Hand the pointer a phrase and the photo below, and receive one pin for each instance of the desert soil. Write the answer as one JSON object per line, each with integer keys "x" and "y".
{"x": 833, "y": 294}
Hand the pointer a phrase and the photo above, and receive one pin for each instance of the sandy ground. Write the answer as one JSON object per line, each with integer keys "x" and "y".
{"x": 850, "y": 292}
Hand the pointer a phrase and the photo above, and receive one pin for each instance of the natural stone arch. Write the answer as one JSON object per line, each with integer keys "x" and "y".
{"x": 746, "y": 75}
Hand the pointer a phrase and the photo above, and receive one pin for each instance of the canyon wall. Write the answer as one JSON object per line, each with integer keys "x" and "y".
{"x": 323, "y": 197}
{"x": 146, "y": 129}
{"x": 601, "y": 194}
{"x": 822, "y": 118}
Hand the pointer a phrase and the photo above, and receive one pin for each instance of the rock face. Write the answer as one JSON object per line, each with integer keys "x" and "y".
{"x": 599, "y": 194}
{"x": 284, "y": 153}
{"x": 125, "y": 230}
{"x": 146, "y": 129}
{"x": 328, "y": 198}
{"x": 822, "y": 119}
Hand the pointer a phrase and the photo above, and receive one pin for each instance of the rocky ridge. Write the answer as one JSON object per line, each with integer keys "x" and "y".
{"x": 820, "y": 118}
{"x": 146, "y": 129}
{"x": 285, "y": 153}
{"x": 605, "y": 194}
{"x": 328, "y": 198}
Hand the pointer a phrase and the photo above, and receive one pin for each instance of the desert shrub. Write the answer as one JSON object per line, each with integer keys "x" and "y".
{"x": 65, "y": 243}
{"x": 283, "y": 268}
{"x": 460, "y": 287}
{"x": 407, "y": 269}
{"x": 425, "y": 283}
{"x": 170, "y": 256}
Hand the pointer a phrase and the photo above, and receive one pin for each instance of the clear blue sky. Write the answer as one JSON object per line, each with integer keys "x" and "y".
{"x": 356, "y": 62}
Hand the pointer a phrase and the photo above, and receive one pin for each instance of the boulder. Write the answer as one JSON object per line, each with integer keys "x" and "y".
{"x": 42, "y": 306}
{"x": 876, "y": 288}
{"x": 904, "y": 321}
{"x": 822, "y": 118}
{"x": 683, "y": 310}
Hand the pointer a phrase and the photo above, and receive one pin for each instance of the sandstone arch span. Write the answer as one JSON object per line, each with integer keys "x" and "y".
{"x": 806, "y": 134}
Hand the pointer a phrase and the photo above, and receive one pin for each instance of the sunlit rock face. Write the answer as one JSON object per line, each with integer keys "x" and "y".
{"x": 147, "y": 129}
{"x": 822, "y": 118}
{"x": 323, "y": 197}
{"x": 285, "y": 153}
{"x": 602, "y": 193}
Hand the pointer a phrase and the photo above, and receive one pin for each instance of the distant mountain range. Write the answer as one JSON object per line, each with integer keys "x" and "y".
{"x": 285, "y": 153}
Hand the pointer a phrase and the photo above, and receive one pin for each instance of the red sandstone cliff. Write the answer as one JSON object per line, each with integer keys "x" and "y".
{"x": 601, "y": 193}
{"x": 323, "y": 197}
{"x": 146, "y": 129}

◇ ◇ ◇ ◇ ◇ ◇ ◇

GOAL:
Rewrite all the records above, replacing every "pointer" with "locator" and leaving everything else unchanged.

COMPLETE ANSWER:
Hand the locator a phrase and the photo below, and receive one pin for each instance of the desert soil. Write the answer as one JSON object per line, each with integer keys "x" and "y".
{"x": 833, "y": 294}
Hand the locator a phrase and the photo above, and receive one pin for each instance of the sandy ground. Write the answer as one JSON object per line, each with integer keys "x" and "y".
{"x": 850, "y": 292}
Hand the locator a phrase and the photo above, and receive one pin for each instance of the natural stone arch. Write the answer as one JSON object per line, each with integer keys "x" and "y".
{"x": 746, "y": 75}
Hand the locator a phrase and the photo above, and receive one pin for each instance of the canyon wall. Write the answer as one JSON object per line, each with integer keys "x" and "y".
{"x": 323, "y": 197}
{"x": 146, "y": 129}
{"x": 601, "y": 194}
{"x": 822, "y": 118}
Hand the locator a phrase and the photo above, and receive one pin for each instance of the rock face. Write the answer as one JSON object per line, each with integer keys "x" and "y".
{"x": 599, "y": 194}
{"x": 284, "y": 153}
{"x": 125, "y": 230}
{"x": 146, "y": 129}
{"x": 328, "y": 198}
{"x": 822, "y": 119}
Hand the locator a phrase and the photo above, and receive one pin for each instance of the rocky ridge. Write the answer as one JSON object per line, each with integer keys "x" and "y".
{"x": 820, "y": 118}
{"x": 146, "y": 129}
{"x": 285, "y": 153}
{"x": 605, "y": 194}
{"x": 328, "y": 198}
Hand the locator a phrase and the photo above, and receive one pin for each instance of the desert shrub. Write the answer as one JSON object per line, each with integer keys "x" and "y".
{"x": 65, "y": 243}
{"x": 283, "y": 268}
{"x": 460, "y": 287}
{"x": 407, "y": 269}
{"x": 425, "y": 283}
{"x": 170, "y": 256}
Hand the locator a phrase and the photo above, and receive one pin for each instance of the clear blue sky. Write the answer as one JSON object per line, each with integer keys "x" and "y".
{"x": 356, "y": 62}
Hand the locator a phrase and the photo above, and receive one pin for each instance of the boulder. Write the answer as one JSON object per line, each with integer keys "x" and "y".
{"x": 42, "y": 306}
{"x": 876, "y": 288}
{"x": 904, "y": 321}
{"x": 822, "y": 118}
{"x": 683, "y": 310}
Hand the locator a phrase and the photo above, and receive one pin for each instance of the sandstone arch span. Write the answer as one JSON object per line, each with integer keys "x" and "y".
{"x": 806, "y": 134}
Hand the locator a phrase and the photo above, and receive one pin for each instance of the sunlit rock face. Write the answer as one JSON object per line, each with integer keys "x" and "y".
{"x": 147, "y": 129}
{"x": 822, "y": 118}
{"x": 323, "y": 197}
{"x": 285, "y": 153}
{"x": 602, "y": 193}
Hand the locator a phrase and the photo above, and receive one pin for each instance of the distant mountain range. Write the answer as one JSON object per line, each with integer keys "x" and "y".
{"x": 285, "y": 153}
Hand the locator a phrase and the photo above, and receive one pin for each instance of the red sandstone cliff. Write the answer as one JSON object per line, each with integer keys "x" and "y".
{"x": 601, "y": 193}
{"x": 323, "y": 197}
{"x": 146, "y": 129}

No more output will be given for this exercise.